* [Problem] Output the lines below unchanged, from the line with "point_to(query) returns, for every instance of the black" up to and including the line with "Target: military jet aircraft".

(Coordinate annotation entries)
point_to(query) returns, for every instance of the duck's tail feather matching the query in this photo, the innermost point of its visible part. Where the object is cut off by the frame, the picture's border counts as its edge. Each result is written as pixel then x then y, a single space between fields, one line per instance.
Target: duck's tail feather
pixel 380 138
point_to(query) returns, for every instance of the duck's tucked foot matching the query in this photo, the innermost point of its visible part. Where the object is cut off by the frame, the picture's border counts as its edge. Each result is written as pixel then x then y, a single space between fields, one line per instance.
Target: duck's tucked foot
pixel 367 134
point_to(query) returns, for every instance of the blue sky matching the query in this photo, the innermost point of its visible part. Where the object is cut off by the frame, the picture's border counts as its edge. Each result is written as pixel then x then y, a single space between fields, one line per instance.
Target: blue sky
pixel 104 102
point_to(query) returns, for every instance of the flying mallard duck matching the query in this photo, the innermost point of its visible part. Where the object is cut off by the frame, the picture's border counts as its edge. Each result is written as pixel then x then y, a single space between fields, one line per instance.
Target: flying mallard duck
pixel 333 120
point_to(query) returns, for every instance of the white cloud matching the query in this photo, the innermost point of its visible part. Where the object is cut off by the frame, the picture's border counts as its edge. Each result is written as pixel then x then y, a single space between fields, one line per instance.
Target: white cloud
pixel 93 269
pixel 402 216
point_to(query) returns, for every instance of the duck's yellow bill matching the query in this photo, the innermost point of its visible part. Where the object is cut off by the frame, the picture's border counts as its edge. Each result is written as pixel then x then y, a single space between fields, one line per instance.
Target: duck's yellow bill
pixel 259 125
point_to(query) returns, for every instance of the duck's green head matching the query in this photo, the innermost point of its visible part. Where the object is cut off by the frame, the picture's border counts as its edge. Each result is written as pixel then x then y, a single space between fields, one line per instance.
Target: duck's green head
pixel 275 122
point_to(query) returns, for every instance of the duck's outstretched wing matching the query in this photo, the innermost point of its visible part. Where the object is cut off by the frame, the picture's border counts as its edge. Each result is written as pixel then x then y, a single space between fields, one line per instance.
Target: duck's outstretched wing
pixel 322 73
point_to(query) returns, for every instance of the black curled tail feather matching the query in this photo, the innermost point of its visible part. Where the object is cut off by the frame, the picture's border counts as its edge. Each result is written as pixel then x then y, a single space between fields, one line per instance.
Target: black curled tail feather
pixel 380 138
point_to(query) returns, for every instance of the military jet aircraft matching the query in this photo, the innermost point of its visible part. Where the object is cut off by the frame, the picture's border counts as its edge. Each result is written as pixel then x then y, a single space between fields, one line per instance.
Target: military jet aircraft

* * *

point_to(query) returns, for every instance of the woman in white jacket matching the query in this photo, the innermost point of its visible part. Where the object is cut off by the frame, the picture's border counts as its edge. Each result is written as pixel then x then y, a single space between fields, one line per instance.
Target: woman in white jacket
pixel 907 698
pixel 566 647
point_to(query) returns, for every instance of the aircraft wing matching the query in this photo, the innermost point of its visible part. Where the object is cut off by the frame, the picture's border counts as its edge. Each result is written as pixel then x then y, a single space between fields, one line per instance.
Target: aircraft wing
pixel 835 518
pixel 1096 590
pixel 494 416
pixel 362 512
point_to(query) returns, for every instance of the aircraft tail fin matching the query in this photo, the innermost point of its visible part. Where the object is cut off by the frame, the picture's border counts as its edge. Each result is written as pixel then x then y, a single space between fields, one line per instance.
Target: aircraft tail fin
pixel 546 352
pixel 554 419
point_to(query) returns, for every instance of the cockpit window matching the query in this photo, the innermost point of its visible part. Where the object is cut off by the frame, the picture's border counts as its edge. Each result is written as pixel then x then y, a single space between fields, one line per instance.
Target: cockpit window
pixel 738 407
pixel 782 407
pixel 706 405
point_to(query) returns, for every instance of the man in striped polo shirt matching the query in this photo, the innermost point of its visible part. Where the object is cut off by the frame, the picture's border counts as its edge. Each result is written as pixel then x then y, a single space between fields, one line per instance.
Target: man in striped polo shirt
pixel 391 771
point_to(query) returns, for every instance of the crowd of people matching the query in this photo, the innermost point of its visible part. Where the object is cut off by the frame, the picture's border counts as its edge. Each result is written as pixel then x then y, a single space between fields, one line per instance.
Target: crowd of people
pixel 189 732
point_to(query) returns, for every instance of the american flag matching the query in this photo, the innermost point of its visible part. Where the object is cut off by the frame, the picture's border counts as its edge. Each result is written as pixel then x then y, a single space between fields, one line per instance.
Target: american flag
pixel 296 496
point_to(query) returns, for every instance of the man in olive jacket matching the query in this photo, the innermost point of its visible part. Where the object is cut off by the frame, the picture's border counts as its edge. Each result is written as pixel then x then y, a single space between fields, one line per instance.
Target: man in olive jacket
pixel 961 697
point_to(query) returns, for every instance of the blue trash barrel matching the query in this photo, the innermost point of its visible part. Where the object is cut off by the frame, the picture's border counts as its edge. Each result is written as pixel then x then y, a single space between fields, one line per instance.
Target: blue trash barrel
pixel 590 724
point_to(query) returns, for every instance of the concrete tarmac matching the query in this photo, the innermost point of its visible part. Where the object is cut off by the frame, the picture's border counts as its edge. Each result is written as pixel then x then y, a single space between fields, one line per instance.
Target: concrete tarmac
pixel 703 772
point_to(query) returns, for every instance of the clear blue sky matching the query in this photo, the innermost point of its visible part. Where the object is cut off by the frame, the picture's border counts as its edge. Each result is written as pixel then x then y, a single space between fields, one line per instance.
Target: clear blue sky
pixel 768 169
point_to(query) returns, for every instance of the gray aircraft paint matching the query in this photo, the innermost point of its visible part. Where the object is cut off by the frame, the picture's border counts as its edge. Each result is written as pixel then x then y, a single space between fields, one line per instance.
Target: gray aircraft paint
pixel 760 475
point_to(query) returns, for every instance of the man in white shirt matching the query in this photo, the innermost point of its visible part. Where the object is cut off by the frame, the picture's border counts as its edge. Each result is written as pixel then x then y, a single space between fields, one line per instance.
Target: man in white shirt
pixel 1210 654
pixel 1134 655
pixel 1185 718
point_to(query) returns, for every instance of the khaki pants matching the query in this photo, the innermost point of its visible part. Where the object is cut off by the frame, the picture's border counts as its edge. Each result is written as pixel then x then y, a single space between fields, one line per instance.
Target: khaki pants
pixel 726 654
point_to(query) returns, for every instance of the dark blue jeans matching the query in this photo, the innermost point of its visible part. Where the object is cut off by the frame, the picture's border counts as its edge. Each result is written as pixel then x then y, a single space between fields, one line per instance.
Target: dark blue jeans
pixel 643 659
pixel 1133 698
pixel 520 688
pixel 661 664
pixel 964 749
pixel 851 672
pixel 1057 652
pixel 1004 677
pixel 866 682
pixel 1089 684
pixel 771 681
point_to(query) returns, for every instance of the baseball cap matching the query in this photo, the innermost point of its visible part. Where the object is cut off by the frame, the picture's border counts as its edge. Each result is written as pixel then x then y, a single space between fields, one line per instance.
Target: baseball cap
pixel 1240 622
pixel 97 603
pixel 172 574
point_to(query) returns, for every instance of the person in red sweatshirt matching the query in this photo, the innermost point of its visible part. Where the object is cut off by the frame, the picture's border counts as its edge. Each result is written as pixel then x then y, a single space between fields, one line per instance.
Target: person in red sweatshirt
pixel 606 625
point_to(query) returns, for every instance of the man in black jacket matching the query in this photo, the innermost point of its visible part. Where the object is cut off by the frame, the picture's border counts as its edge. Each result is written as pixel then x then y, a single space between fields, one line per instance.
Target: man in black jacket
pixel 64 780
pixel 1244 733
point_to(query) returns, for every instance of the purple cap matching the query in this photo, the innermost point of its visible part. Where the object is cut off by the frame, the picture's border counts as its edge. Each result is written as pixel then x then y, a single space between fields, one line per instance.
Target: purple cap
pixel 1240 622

* [Correct response]
point_to(query) returns, for every instance of the black curled tail feather matching the query in this photo, the innermost point of its visible part. Where the object is cut off by the frame, the picture's border counts as its edge. Each result is written as pixel then x then y, a single space between fields, one line per instance.
Target: black curled tail feather
pixel 380 138
point_to(query) returns, for every instance of the military jet aircraft matching the query in this photo, the innermost point of its visible part. Where the object is cut off by the frame, the picture's border counts as its edge. Each result is written as pixel then x then y, a single space between fields, one line per instance.
Target: military jet aircraft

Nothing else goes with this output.